REQUIRED ACTIONS
• A. Rewrite the passage from the comment thread on e-readers and journalism, starting with "Even short-form content" and going on through "wasn't widely available.", and swap "subway cars" for "commuter trains".
• B. In the comment thread on whether e-readers will save journalism, why does Ian Lamont say even short-form content may be a stretch on mobile devices? Answer in one to three sentences.
• C. Summarize the comment thread on e-readers and journalism in three sentences.

Anybody who calls "giving away content" newspapers' "original sin" is pretty ignorant of history, of reality, of business, of the Internet.
#1 Posted by Howard Owens, CJR on Tue 13 Jul 2010 at 01:39 PM
So what will this advance in e-reader penetration mean for the job of a newspaper reporter? I suspect it means that reporters would be expected to constantly break news 24-7 (maybe this is already the case for some). I would also suspect that the reporter would be paid about the same he/she is now if not less. How many people, especially talented ones who have other options, are going to be willing to do this? And if they're not, regardless of how slick the delivery model is, how good will the product be?
#2 Posted by Rick, CJR on Tue 13 Jul 2010 at 02:29 PM
No, e-readers won't save journalism -- at least not the kind that the author and the Columbia Journalism Review practice.
Consider the people reading this essay. What percentage of readers are consuming it on an e-reader, iPod, iPad, Android phone, or any other mobile device, relative to the percentage of readers who are looking at it on a PC or laptop screen? I suspect the mobile:PC ratio is quite small -- maybe just a few percentage points, if that (perhaps the CJR can let us know?). I further believe that even among those who are looking at it on a mobile device or e-reader, very few are reading it from start to finish. Like many publishers, the Columbia Journalism Review is still oriented toward long prose pieces that are a poor fit for mobile devices or the people who own them. Who is going to read a 4,546-word analysis (the length of this essay) on a small screen, or even a 1,000-word news article. How many would be willing to shell out subscription fees for long-form Time, Wired, or WaPo print content on a Nook or iPhone?
Even short-form content may be a stretch, when there are so many other free and low-cost distractions available on mobile devices. Publishers no longer have a monopoly on information or entertainment, like they did a decade ago, when tabloids, metro newspapers, books, magazines and CD walkmans were the staple on subway cars. Now when I look around at my fellow commuters, I see people playing games, listening to mp3s, texting, watching videos, checking Facebook for updates, and sometimes even looking at a newspaper or mobile news app. If people don't want to read a 2,000-word feature, or don't feel like paying for news (print or mobile), they still have too many free/cheaper options to choose from -- options that they didn't have before, because the technology wasn't widely available.
#3 Posted by Ian Lamont, CJR on Tue 13 Jul 2010 at 07:54 PM
@Ian
Ian my old friend, we learned this lesson the hard way did we not? While I disagree with you that long form content is not a fit for mobile (I regularly consume 2,000+ word essays on the subway on my iPhone) your overall picture is correct.
Take this very essay for example, which was aggregated by Romenesko who actually wrote a better title and lead for the story than the author. Romensko pointed out that the real problem is a structure which will never be supported by micro-payments or online advertising. (Read: I got a better experience from Romenesko's feed than the for-pay magazine experience) Ebook readers, smart phones, e-ink, flexible screens, multi-platform feeds -- none of this matters of people aren't willing to pay for the product. And this is where news-men have to take a good long, honest look at themselves and think, "are there really that many people that are willing to pay for this, and why should they?" Once they can answer that question in a way that 60%+ of the average people in a region can agree with -- they will have a logical business model.

DATA LISTING
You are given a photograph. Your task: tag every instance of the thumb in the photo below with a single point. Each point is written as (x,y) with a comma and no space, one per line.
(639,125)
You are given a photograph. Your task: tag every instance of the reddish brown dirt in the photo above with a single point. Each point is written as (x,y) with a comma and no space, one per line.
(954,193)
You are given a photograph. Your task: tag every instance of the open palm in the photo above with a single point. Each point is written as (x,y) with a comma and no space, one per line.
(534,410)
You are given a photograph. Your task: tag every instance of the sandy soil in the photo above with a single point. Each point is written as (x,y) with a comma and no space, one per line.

ANSWERS BY TASK
• A.
Even short-form content may be a stretch, when there are so many other free and low-cost distractions available on mobile devices. Publishers no longer have a monopoly on information or entertainment, like they did a decade ago, when tabloids, metro newspapers, books, magazines and CD walkmans were the staple on commuter trains. Now when I look around at my fellow commuters, I see people playing games, listening to mp3s, texting, watching videos, checking Facebook for updates, and sometimes even looking at a newspaper or mobile news app. If people don't want to read a 2,000-word feature, or don't feel like paying for news (print or mobile), they still have too many free/cheaper options to choose from -- options that they didn't have before, because the technology wasn't widely available.

• B. Mobile devices offer many other free and low-cost distractions, such as games, mp3s, texting, videos, and Facebook. Publishers no longer have the monopoly on information or entertainment that they had a decade ago. People who don't want to read or pay for news therefore have too many free or cheaper options.

• C. One commenter says that calling free content newspapers' "original sin" is ignorant of history, business, and the Internet, and another asks whether talented reporters will stay and keep the product good if they are expected to break news around the clock for the same or less pay. Ian Lamont doubts that e-readers will save journalism, arguing that long prose pieces fit small screens poorly and that mobile users have many free or cheaper distractions. A reply to Ian disputes the point about long-form reading on phones but agrees with the overall picture, saying no device matters if people aren't willing to pay for the product.